■ **Input data**:
★ ★ ★ ★ ★
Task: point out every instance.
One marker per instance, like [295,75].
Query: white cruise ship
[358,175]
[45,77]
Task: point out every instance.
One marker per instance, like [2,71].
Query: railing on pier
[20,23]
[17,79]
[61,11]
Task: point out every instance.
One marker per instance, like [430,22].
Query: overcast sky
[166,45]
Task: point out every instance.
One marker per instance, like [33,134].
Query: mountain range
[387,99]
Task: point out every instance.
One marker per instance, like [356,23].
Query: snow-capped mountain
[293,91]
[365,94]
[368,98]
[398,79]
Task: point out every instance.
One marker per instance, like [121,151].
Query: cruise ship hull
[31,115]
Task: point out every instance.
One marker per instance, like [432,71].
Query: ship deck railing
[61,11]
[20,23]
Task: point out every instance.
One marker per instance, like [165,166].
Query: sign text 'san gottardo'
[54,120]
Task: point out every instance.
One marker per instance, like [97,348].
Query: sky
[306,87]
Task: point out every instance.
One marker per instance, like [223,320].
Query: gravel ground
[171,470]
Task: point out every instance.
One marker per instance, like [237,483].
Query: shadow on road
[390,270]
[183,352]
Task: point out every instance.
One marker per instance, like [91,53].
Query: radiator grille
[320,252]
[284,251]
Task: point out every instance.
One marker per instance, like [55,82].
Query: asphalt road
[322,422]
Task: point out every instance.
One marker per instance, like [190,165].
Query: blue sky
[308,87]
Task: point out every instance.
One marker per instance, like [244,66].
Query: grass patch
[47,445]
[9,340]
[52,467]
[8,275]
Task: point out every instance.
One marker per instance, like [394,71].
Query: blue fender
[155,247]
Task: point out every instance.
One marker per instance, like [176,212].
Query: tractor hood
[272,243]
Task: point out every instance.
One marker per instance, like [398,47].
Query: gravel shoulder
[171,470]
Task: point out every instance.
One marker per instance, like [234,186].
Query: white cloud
★ ★ ★ ★ ★
■ **Written task**: Return the whole listing exactly.

■ **Worked answer**:
Task: point out every instance.
One marker per instance, like [295,75].
Query: white cruise ship
[358,175]
[45,77]
Task: point out every instance.
One marker per instance, like [2,71].
Query: railing on pier
[20,23]
[17,79]
[61,11]
Task: point out every instance.
One marker per instance, like [430,22].
Query: overcast sky
[166,45]
Task: point out every instance.
One marker per instance, like [33,134].
Query: mountain range
[387,99]
Task: point out every instance.
One marker per instance, like [356,23].
Query: snow-capped mountain
[293,91]
[365,94]
[368,98]
[398,79]
Task: point out every instance.
One marker per instance, like [121,151].
Query: cruise ship hull
[31,115]
Task: point out every instance.
One marker per instance, like [432,71].
Query: ship deck railing
[61,11]
[20,23]
Task: point out every instance.
One marker per instance, like [165,166].
Query: sign text 'san gottardo'
[54,120]
Task: point out every instance.
One marker per instance, like [97,348].
Query: sky
[306,87]
Task: point out every instance.
One marker per instance, like [223,320].
Query: gravel ground
[171,470]
Task: point out every instance.
One marker per instance, like [237,483].
Query: shadow on road
[390,270]
[183,352]
Task: point out every instance.
One marker per instance, like [91,53].
Query: radiator grille
[320,252]
[284,251]
Task: point out every instance.
One marker per instance, like [55,82].
Query: asphalt road
[322,422]
Task: point out every instance.
One marker per instance, like [190,165].
Query: blue sky
[308,87]
Task: point out every instance.
One marker per instance, like [244,66].
Query: grass patch
[47,445]
[9,340]
[52,467]
[8,275]
Task: point out every instance.
One marker per instance, like [394,71].
Query: blue fender
[155,247]
Task: point out every instance.
One marker per instance, like [176,212].
Query: tractor hood
[272,243]
Task: point out every instance.
One marker per instance, like [398,47].
Query: gravel shoulder
[171,470]
Task: point out every instance.
One marker per instance, like [234,186].
Query: white cloud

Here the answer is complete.